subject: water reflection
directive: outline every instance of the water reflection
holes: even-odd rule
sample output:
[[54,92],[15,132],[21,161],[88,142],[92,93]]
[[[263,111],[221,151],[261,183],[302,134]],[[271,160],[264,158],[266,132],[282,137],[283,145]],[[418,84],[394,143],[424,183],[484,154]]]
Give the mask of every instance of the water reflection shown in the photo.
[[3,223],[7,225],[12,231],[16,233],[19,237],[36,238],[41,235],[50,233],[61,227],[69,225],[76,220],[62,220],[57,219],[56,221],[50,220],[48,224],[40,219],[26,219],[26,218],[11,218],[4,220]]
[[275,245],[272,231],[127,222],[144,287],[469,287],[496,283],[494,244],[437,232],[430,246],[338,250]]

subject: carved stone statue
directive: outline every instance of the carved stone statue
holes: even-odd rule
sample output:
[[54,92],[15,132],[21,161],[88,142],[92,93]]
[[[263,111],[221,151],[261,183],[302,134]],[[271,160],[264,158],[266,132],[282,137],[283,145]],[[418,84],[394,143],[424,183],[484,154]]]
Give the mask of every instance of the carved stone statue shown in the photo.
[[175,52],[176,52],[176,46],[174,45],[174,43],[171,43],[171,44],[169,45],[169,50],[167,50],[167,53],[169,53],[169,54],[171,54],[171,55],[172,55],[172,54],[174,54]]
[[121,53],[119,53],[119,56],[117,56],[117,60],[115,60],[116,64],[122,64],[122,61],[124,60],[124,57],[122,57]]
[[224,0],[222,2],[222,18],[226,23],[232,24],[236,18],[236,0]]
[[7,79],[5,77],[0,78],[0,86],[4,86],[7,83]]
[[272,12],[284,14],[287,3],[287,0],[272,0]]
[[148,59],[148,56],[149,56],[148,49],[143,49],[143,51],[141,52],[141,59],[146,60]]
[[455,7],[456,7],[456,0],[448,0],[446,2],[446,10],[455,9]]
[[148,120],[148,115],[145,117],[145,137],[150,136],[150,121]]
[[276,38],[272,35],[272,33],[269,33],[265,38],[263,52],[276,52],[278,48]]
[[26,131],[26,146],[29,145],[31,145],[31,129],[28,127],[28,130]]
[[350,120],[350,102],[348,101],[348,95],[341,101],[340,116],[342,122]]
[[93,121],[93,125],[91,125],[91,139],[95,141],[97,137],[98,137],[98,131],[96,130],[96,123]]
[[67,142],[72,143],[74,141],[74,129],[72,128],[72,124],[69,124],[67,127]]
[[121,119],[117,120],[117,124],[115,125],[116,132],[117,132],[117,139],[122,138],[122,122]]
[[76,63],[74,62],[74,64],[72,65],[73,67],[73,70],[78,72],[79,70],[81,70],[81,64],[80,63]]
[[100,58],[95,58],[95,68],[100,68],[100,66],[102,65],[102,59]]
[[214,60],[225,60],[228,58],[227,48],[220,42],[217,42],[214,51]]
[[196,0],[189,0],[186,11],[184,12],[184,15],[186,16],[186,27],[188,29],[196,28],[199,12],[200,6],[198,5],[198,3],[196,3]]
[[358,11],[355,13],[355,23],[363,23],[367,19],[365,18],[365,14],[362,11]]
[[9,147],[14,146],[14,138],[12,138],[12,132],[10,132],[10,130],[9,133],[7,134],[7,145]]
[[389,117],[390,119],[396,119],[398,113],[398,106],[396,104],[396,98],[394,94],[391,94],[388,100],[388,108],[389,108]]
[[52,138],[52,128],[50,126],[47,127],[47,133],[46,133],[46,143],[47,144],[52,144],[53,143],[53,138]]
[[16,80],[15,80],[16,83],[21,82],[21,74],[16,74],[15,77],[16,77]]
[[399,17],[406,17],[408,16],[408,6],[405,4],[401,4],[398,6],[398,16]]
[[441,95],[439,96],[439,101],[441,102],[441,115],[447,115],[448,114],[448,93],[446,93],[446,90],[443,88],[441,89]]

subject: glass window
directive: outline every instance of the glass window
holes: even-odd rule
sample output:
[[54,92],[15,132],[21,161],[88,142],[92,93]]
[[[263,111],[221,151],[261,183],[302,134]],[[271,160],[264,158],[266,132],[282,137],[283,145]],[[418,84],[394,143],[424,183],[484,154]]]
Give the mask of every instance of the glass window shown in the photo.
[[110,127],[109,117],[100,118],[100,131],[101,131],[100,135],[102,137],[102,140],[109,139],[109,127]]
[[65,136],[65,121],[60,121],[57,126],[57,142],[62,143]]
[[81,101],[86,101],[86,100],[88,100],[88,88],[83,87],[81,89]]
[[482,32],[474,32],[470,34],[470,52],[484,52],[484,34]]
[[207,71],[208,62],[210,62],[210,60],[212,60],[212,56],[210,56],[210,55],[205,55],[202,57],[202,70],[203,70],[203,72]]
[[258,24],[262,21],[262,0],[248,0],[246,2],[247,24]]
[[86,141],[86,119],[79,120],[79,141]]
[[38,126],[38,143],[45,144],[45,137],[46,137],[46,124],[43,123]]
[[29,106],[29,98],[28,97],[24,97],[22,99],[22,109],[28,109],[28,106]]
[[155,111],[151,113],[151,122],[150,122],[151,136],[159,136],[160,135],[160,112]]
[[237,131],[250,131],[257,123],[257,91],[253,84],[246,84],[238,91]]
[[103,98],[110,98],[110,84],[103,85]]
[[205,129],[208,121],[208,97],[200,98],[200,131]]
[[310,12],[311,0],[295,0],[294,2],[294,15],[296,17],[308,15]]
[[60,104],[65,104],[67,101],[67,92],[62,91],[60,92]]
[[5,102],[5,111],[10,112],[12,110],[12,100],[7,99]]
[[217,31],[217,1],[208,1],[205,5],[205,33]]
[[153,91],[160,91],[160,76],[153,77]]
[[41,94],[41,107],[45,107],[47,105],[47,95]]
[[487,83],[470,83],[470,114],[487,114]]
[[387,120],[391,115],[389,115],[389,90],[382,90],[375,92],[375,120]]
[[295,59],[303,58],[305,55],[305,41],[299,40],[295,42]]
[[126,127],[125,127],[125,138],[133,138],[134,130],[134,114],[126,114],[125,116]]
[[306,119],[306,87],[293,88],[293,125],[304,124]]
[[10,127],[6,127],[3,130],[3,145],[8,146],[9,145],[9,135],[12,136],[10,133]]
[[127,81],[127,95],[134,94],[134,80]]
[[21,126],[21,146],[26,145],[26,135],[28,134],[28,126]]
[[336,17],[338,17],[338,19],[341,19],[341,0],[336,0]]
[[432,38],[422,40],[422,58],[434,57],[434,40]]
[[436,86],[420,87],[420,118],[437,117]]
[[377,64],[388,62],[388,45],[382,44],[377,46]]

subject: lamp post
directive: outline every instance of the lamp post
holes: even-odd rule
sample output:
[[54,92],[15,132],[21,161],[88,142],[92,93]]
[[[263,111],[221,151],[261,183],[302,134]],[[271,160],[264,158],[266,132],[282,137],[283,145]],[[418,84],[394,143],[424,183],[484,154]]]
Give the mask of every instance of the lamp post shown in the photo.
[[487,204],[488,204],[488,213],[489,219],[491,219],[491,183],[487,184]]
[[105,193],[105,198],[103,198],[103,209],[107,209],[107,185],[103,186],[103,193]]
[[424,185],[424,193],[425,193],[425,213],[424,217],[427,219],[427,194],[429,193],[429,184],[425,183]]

...

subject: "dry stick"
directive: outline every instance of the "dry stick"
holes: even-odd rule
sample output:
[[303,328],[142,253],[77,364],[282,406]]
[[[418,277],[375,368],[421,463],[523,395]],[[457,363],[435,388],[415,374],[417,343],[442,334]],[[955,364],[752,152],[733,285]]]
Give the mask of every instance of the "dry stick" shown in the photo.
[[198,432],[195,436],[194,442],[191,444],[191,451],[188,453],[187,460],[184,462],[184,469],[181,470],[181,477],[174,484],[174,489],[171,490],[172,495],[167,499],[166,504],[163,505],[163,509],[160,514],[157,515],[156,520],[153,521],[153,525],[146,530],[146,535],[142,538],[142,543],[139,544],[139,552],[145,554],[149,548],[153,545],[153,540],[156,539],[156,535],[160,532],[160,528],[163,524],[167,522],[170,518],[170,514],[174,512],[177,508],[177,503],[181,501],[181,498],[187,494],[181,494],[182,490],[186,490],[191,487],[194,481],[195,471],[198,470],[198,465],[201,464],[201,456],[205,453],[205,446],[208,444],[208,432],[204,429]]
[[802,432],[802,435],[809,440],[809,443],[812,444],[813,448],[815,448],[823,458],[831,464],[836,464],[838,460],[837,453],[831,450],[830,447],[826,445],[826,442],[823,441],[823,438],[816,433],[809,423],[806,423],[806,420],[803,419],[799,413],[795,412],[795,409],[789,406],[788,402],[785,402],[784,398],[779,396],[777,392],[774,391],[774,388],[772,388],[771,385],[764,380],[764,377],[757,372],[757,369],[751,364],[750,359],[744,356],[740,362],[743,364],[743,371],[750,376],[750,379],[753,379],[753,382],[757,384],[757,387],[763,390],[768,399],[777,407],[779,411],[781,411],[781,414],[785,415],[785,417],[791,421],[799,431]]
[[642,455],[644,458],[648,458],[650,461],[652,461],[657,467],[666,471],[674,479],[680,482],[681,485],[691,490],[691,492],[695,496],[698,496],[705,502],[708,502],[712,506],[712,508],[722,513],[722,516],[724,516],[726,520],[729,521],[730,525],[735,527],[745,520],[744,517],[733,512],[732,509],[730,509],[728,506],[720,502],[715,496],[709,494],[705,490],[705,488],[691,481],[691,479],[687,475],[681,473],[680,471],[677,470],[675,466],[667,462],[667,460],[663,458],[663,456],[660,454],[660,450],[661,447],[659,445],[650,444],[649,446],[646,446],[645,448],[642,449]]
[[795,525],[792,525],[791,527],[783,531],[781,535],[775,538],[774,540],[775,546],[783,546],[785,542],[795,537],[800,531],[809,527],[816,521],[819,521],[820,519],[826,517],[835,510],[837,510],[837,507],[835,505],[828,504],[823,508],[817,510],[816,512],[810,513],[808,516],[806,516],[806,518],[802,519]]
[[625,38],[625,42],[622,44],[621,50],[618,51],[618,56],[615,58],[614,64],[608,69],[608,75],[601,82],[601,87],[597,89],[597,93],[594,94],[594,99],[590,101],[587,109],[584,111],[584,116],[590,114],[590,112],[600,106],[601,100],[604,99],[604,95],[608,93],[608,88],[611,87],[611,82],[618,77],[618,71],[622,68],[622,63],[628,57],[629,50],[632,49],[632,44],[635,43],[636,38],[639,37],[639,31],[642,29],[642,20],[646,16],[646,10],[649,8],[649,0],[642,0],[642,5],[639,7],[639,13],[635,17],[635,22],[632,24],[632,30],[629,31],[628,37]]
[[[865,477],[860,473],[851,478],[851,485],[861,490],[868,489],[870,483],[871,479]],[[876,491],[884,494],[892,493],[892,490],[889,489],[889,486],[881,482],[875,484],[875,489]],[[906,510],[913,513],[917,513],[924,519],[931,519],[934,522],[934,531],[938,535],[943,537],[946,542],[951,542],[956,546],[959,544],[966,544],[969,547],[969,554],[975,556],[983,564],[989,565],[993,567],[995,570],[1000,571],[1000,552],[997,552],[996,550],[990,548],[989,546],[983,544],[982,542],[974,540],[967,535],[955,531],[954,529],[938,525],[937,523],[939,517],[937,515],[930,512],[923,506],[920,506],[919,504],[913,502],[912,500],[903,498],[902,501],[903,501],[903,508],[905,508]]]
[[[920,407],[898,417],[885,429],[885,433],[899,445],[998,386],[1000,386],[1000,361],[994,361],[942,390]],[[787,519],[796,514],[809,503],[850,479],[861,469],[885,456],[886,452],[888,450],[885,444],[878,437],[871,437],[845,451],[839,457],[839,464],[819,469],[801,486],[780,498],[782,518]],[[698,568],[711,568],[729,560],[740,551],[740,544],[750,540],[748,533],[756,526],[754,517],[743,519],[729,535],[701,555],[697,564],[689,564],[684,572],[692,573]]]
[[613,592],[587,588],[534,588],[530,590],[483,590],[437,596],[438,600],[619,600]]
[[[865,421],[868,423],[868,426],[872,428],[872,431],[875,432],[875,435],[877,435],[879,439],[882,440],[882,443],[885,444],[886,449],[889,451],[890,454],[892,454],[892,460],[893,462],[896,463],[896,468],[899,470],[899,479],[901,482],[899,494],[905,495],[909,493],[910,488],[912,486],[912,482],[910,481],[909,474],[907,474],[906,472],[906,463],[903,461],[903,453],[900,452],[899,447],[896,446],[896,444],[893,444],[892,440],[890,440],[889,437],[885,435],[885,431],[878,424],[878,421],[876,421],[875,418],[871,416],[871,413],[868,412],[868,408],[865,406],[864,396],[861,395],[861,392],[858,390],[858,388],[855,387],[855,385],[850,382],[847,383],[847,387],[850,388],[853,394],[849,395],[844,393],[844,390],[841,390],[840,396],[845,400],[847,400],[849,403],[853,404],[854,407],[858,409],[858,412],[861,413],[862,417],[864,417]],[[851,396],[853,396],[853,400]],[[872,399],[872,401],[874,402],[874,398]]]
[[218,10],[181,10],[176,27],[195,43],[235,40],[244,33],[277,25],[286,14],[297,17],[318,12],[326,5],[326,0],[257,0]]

| TASK STATEMENT |
Search the material above for lines containing the string "directive", then pull them out.

| ANSWER TO THE EXERCISE |
directive: outline every instance of the water reflection
directive: outline every instance of the carved stone statue
directive: outline every instance of the glass window
directive: outline every instance of the lamp post
directive: outline every instance of the "dry stick"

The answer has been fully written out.